------ DATA SHOWN
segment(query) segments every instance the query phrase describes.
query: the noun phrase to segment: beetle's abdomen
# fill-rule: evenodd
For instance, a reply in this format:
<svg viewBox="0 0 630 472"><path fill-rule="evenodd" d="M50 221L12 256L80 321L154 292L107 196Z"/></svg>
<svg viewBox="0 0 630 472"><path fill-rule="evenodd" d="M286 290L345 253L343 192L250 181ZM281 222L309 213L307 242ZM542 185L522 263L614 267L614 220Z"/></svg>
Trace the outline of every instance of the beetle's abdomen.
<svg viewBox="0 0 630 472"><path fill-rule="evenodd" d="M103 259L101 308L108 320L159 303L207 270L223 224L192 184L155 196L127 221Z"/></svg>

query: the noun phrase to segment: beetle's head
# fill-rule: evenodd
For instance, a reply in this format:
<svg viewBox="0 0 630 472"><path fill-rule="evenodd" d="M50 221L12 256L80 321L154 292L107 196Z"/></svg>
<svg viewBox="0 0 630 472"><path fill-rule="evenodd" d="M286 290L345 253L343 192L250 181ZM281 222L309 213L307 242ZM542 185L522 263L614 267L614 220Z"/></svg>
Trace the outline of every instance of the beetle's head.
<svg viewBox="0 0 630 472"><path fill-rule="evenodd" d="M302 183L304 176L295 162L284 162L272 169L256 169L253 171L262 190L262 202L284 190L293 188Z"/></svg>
------------
------ DATA SHOWN
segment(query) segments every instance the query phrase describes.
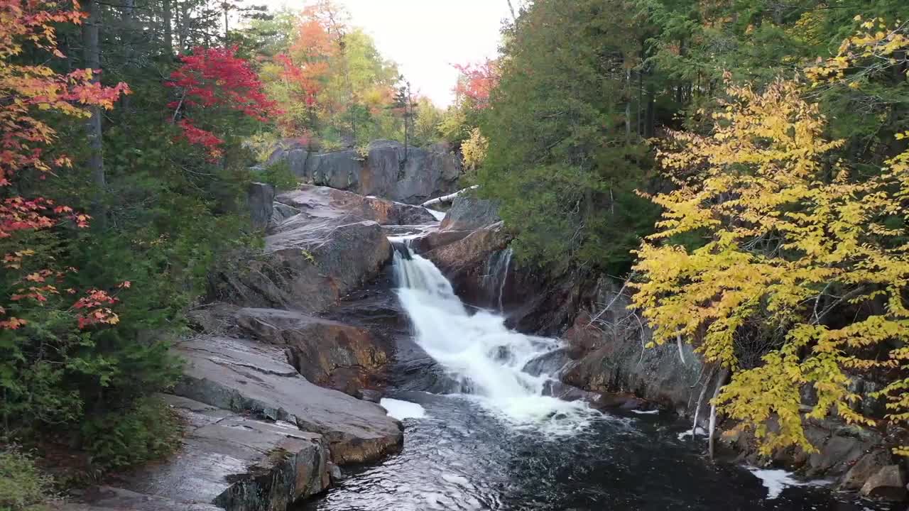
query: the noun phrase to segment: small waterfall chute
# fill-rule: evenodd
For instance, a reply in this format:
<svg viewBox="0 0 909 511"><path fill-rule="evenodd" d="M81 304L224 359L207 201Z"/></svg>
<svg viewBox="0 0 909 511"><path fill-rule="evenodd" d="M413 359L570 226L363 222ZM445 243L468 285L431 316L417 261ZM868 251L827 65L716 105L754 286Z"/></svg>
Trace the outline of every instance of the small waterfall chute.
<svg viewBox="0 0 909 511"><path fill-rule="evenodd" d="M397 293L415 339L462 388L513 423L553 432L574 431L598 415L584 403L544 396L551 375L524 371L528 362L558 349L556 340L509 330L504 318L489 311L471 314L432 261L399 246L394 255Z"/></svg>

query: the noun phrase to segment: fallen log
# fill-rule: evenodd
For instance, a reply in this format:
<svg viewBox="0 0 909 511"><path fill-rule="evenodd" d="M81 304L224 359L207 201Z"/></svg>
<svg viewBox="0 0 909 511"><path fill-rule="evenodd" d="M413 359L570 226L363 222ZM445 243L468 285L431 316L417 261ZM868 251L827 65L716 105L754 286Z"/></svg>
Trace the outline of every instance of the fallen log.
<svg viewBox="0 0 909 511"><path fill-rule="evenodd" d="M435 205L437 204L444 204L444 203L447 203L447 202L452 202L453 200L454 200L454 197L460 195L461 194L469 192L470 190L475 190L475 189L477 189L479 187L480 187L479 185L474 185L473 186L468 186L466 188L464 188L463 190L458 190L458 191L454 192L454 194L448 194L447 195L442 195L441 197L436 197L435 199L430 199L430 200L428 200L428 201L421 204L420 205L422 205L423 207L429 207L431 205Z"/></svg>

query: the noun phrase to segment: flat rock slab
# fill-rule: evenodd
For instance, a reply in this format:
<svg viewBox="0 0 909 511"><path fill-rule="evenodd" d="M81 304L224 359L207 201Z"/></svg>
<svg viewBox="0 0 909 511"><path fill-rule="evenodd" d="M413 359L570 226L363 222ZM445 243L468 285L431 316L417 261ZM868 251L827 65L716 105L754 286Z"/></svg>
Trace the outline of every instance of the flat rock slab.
------------
WHAT IS REQUIRED: Reproduce the material above character for character. Begin at the line that has "query: the noun phrase to segment: fallen log" and stop after the line that has "Trace the outline of every instance of the fallen".

THE RESULT:
query: the noun phrase to segment: fallen log
# fill-rule: evenodd
For instance, a reply in this format:
<svg viewBox="0 0 909 511"><path fill-rule="evenodd" d="M81 304L224 359L207 201Z"/></svg>
<svg viewBox="0 0 909 511"><path fill-rule="evenodd" d="M413 359L570 226L363 222ZM445 243L468 285L431 316L417 261ZM868 251L827 65L716 105L754 286Z"/></svg>
Trace the outline of every instance of the fallen log.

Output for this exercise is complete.